__WRITTEN EXERCISE__: Reproduce each line of the listing exactly.

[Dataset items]
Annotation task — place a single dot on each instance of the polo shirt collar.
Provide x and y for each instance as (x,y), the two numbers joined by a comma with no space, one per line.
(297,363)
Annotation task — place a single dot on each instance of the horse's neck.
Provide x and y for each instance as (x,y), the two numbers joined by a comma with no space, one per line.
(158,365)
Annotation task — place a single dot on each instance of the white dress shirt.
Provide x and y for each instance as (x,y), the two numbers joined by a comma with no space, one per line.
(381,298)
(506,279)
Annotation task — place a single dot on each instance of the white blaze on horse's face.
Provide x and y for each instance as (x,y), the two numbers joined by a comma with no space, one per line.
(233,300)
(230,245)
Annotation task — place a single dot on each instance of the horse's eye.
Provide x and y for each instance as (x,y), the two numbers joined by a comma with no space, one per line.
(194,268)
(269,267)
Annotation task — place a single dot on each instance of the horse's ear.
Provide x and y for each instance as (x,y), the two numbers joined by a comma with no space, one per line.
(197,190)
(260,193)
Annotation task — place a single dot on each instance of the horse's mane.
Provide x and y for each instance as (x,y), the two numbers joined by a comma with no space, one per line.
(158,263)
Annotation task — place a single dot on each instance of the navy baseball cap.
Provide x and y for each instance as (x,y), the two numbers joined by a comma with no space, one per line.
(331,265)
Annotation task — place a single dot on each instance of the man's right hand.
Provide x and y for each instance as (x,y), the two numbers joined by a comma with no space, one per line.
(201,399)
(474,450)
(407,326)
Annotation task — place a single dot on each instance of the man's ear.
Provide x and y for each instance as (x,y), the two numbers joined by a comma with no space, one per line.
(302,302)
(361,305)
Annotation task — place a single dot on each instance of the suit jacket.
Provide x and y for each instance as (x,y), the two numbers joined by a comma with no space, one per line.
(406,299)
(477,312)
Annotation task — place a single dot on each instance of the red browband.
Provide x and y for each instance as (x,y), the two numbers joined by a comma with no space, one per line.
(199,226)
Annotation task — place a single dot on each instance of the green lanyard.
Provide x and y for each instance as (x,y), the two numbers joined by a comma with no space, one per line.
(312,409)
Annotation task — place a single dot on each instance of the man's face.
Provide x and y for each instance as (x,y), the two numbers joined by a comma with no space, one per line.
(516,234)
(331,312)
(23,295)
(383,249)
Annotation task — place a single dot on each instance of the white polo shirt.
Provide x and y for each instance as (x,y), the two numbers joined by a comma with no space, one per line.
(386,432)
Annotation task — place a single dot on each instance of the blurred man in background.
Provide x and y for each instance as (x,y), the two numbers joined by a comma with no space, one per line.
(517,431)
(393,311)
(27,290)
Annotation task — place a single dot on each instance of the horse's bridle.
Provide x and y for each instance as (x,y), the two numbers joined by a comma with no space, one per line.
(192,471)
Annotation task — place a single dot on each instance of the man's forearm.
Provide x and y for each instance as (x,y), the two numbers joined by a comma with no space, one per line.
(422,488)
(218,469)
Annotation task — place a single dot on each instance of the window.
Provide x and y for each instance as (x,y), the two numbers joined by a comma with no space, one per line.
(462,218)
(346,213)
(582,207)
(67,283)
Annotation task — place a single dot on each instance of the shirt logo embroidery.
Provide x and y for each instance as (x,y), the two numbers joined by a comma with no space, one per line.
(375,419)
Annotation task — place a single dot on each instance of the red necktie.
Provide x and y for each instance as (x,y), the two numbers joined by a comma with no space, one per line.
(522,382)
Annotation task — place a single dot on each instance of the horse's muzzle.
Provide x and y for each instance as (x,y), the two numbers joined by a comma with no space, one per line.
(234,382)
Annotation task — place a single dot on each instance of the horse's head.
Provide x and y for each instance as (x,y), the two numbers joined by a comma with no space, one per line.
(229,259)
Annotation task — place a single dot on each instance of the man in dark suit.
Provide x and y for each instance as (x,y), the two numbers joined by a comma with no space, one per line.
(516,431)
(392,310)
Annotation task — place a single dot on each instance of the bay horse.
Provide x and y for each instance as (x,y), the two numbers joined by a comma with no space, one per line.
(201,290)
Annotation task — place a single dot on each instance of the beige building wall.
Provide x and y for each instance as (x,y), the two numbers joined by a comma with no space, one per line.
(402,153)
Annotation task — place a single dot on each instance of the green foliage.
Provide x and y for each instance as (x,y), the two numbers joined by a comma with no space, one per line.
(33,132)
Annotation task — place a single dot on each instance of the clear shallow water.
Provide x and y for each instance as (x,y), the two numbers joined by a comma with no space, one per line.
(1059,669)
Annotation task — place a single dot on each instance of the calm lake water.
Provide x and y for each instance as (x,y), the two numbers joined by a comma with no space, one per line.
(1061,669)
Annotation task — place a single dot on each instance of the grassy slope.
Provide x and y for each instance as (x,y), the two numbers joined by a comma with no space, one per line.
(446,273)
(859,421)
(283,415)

__WRITTEN RESPONSE__:
Annotation task — place a single dot on each instance of the polo shirt collar.
Provide x and y for each instance as (x,y), the two numbers joined by a comma with no space, one per line.
(297,363)
Annotation task — place a single dot on each instance of the horse's neck.
Provide x and y for each instance as (x,y), the two numbers joined by a comma with no space, one per line.
(158,365)
Annotation task — place a single dot on each instance of the white dress shirt.
Provide x and y for each instance as (x,y), the two numbers joined by a comma with no space, one per line.
(381,298)
(506,279)
Annotation task — place a single dot on each instance of the white blaze on horse's face.
Provide x and y for each instance as (x,y), the two numbers joined by a comma with no space, one per line.
(233,300)
(230,245)
Annotation task — place a single dot on each instance of the horse's eye.
Provide x and y for each instance as (x,y), the two numbers joined by a comma with no space, one per line.
(194,268)
(269,267)
Annotation task — place a single dot on each instance of the horse's ear.
Provide x and y for each instance as (x,y), the two numbers joined by a comma with no space, one per line.
(197,190)
(260,193)
Annotation task — place a single dot on each instance of the horse's mane.
Provide x and y for each instance as (x,y), the two numbers joined by a comma with no space, one per line.
(158,263)
Annotation task — place a single dot on each instance of the navy baseball cap.
Provide x and y for each instance as (x,y), the two numbers joined by a comma with no space, one per line.
(331,265)
Annotation task — place a single dot on each instance of the man's right hand.
Provide x and y for each instance as (x,y), the two numbers joined by a comma with no space, one per line.
(201,399)
(474,450)
(407,326)
Annotation task — place a single dot on each instance of the man's ear.
Provide x and y for each instance as (x,y), the two numbers joined by a comma with no space, one per line.
(302,302)
(361,305)
Annotation task — place a single dot on each instance of the suit jacket.
Provide x and y for each instance as (x,y), the two numbers joined by a comma with no space, one per line.
(406,299)
(477,312)
Annotation task — place a single dot on each instance of the red browband.
Provide x and y for each instance as (x,y), the two numbers joined by a comma with no space, one per line.
(199,226)
Annotation task — place a single dot on each instance of the green lanyard.
Provide x and y for each instance as (x,y), the two numbers joined by a comma with no space, one per line.
(312,409)
Annotation task — place a single dot on each instance of the man's face.
Provide x and y for each instance as (x,y), the two numbers joined by a comma with no space, one per line.
(516,234)
(331,312)
(23,295)
(383,249)
Annotation task — place a single dot on each instance of the white polo shirt.
Provide x and y for each instance as (x,y), the two numbers joined by a comma with no space, one per line.
(386,432)
Annotation task — place a single dot on each instance of the blurred man in background.
Provide x and y for each instance as (x,y), the two numbers joined by a comma with no space, one per line.
(517,431)
(393,311)
(27,290)
Annotation task — place a single dot on each instance of the horse's bridle.
Provide x and y for each instance as (x,y), the two numbers joined by a comma with no space, one per line.
(192,471)
Annotation task — place a single dot on each instance of the man's forearm.
Provide x and y for each instance as (x,y), the two numbers joined by a comma with no space, one per line.
(422,488)
(218,469)
Annotation task — place a single dot on each instance of the window.
Provide x and y for each instance as (x,y), the two numbers joined by a comma with no space, one per line.
(462,218)
(346,213)
(582,207)
(67,283)
Annotation task — place a single dot on each instance of the shirt logo embroidery.
Provide x and y for each instance as (x,y), the two numbers joined by a comma with no space, one per line.
(375,419)
Annotation task — place a single dot on each instance of the red necktie.
Provide x and y for each instance as (x,y), the two numbers joined by a comma with no space, one per line.
(522,382)
Annotation task — place a single dot on each instance of the horse's muzzle.
Provide x and y for each instance as (x,y), the two numbers joined by a comma with no space, one per line.
(234,382)
Annotation task — place a single dot on each instance of the horse's head.
Provide x and y for each instance as (x,y), the two numbers joined by a comma with no space, one per line.
(229,259)
Annotation task — place a single dot on each instance of the man in dark suit.
Provide x and y for each instance as (x,y), the two numbers joined by a comma with no space, one per line.
(516,431)
(392,310)
Annotation task — place a single dot on each instance of the bay horse.
Provide x and y for each instance as (x,y), the two numbers joined by a comma with no space, one per line.
(201,290)
Annotation task — place a single dot on each instance of the beige building wall.
Provide x and y for each instance as (x,y), the two numbers joined by a comma with no space, one per line.
(402,153)
Annotation task — place a single dot on each instance of the green foliage.
Provide x and y for each instance as (x,y), the two numbers joined by a comma with no space, one per line.
(33,132)
Annotation task — place a single dot on each instance of the clear shallow water.
Provide x and y for each instance as (x,y), the two numbers joined by a comma with no space, one per line.
(1059,669)
Annotation task — place a single dot on each instance of the calm lake water.
Provide x and y for each instance as (x,y), the two numbers joined by a comma with no space, one per line.
(1061,669)
Annotation task — place a single dot on each instance of the grassy slope.
Provide x and y for each instance as (x,y), the two numbers joined by a comma with no space, one per line.
(446,273)
(859,421)
(283,415)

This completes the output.